▸ **What needs to be done**:
Scan the records for the line containing "Pick out the open"; extract it and all later lines, verbatim, through the end, and nothing before it.
========================================
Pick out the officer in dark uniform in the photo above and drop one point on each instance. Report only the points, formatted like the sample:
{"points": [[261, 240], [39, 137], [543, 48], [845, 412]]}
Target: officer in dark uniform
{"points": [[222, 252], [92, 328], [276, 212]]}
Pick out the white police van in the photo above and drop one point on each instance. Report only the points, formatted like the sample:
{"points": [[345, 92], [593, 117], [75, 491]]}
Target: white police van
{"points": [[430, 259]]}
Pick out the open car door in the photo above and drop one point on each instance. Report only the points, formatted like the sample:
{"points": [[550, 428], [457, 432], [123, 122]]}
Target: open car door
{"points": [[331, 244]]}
========================================
▸ **Task output**:
Pick out the open car door in the photo above and drop one point on each instance. Report only the points, formatted like the sample:
{"points": [[550, 428], [457, 432], [123, 122]]}
Target: open car door
{"points": [[331, 244]]}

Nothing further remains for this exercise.